[Selected extract]
▽

I said God never wanted human SACRIFICES (plural)
 
Oh, so God did want one human sacrifice in your vision of God. And you see that as any less gross? Great. One human had to be murdered and you like that idea. So noted.
 
Even with Abraham, God did not want Abraham to sacrifice his son

Exactly, because God doesn’t want human sacrifice. Not even one. I mean, according to Judaism. Apparently, your idea of religion requires that God DOES want human sacrifice. But it also requires that God someone fathers himself so that he can let people kill him so that the death of a God who cannot die will act as a way of forgiving people who haven’t been born of actions they have yet to commit.
Now that I say it all the way through it makes SO much more sense.

Third, in every type of animal sacrifice or offering the idea of substitution or representation and fulfilling righteousness is present in the sacrifice. I
 
You say this but that doesn’t make it so. Then you speak of a sacrifice which is specifically not for atonement and try to tie it together through the game of “shadows” that you play.
 
my views are shared by many former rabbis and Jews (many of those who speak and write Hebrew)
 
Your views are shared by Christians and people like that reform Jew you cited. If I found a Christian who converted to Judaism and shares my view, would that mean that you would abandon your beliefs or embrace what the convert says? https://en.wikipedia.org/wiki/List_of_converts_to_Judaism_from_Christianity
 
You are dealing with English speaking people largely and you need to accommodate them in your answers, otherwise you have said nothing that anyone can understand.

△

[Task description] Repeat the debate about human sacrifice in full, word for word. The records that follow the debate come from a separate source.

(Entries from an annotation data set)
▽

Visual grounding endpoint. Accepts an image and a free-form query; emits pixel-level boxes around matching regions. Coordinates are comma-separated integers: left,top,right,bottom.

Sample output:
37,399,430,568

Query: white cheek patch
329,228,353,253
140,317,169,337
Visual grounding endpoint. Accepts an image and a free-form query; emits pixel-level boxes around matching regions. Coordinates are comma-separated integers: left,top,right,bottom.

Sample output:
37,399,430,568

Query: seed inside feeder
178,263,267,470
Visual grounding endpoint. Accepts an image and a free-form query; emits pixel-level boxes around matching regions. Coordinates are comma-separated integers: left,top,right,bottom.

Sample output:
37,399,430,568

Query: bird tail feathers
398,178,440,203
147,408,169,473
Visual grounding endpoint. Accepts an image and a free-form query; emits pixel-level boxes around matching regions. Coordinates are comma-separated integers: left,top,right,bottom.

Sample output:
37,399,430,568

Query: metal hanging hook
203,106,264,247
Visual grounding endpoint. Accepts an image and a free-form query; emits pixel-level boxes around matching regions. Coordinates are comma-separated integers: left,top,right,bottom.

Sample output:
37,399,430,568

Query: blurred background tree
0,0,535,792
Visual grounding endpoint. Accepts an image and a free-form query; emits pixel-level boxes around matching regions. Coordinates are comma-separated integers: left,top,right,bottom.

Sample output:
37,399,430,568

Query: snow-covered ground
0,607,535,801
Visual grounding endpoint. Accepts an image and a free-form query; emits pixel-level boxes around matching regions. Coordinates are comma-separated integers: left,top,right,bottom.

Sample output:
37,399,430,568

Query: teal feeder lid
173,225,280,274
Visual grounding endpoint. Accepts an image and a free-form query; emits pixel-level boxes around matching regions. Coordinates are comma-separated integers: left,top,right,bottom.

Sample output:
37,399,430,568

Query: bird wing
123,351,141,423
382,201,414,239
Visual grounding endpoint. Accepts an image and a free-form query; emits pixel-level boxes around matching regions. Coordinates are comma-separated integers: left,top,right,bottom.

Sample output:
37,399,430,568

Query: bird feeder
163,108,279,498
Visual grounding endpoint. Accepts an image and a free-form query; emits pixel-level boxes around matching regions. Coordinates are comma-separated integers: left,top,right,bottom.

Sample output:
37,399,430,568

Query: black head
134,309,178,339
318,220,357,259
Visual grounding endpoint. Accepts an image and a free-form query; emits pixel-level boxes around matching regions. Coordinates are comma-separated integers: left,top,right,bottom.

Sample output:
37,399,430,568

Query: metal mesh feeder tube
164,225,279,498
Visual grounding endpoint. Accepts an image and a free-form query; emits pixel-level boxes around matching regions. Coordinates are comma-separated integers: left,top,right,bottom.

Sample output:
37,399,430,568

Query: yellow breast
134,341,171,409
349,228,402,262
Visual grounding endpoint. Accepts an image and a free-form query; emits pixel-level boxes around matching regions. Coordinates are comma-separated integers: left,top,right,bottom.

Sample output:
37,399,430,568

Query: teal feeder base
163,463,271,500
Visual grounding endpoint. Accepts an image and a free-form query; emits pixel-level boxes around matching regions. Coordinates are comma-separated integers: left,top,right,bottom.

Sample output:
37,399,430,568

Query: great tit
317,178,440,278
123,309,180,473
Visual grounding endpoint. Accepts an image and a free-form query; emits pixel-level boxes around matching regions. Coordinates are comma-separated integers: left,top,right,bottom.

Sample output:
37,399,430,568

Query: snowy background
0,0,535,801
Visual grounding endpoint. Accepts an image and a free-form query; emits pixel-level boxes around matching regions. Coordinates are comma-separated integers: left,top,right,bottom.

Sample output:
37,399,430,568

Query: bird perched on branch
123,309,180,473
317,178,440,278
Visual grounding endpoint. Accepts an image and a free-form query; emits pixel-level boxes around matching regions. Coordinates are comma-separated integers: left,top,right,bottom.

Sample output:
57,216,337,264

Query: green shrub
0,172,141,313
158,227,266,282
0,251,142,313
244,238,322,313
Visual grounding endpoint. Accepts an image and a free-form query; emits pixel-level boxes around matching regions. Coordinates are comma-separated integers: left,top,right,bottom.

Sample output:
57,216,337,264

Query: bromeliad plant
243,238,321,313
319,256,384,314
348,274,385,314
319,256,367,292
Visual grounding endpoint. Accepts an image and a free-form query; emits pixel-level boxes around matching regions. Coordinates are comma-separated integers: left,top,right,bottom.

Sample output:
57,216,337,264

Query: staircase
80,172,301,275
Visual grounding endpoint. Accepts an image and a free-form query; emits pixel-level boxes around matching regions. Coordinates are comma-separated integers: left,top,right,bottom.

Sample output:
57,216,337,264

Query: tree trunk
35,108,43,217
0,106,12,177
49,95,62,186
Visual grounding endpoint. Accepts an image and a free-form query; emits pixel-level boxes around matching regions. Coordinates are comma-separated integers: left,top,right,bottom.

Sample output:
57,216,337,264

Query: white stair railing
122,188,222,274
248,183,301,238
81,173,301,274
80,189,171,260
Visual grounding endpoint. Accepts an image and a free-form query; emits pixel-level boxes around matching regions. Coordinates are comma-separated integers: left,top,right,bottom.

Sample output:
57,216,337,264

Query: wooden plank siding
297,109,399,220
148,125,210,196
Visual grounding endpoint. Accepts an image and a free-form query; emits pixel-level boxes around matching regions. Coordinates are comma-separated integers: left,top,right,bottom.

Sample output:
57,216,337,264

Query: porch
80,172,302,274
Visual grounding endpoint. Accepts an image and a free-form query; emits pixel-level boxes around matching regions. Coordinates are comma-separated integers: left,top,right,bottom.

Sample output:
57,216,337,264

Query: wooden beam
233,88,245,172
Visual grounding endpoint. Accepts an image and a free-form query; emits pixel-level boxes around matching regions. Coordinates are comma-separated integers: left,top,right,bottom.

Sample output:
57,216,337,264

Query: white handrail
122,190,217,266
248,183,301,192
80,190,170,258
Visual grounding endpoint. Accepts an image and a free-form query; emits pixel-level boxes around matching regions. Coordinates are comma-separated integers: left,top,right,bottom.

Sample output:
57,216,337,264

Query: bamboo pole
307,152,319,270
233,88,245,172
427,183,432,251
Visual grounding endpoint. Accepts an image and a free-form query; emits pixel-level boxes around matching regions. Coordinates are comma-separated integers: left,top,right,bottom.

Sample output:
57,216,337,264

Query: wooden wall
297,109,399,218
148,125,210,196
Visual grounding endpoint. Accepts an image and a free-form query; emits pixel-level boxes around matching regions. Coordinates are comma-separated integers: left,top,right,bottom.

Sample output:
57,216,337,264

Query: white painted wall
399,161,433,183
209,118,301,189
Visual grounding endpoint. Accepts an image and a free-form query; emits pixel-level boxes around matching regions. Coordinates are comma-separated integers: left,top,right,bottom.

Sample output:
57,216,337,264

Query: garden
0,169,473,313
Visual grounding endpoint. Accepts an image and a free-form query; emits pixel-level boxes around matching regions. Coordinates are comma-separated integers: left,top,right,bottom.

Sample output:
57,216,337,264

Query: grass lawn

△

[Written reply]
I said God never wanted human SACRIFICES (plural)
 
Oh, so God did want one human sacrifice in your vision of God. And you see that as any less gross? Great. One human had to be murdered and you like that idea. So noted.
 
Even with Abraham, God did not want Abraham to sacrifice his son

Exactly, because God doesn’t want human sacrifice. Not even one. I mean, according to Judaism. Apparently, your idea of religion requires that God DOES want human sacrifice. But it also requires that God someone fathers himself so that he can let people kill him so that the death of a God who cannot die will act as a way of forgiving people who haven’t been born of actions they have yet to commit.
Now that I say it all the way through it makes SO much more sense.

Third, in every type of animal sacrifice or offering the idea of substitution or representation and fulfilling righteousness is present in the sacrifice. I
 
You say this but that doesn’t make it so. Then you speak of a sacrifice which is specifically not for atonement and try to tie it together through the game of “shadows” that you play.
 
my views are shared by many former rabbis and Jews (many of those who speak and write Hebrew)
 
Your views are shared by Christians and people like that reform Jew you cited. If I found a Christian who converted to Judaism and shares my view, would that mean that you would abandon your beliefs or embrace what the convert says? https://en.wikipedia.org/wiki/List_of_converts_to_Judaism_from_Christianity
 
You are dealing with English speaking people largely and you need to accommodate them in your answers, otherwise you have said nothing that anyone can understand.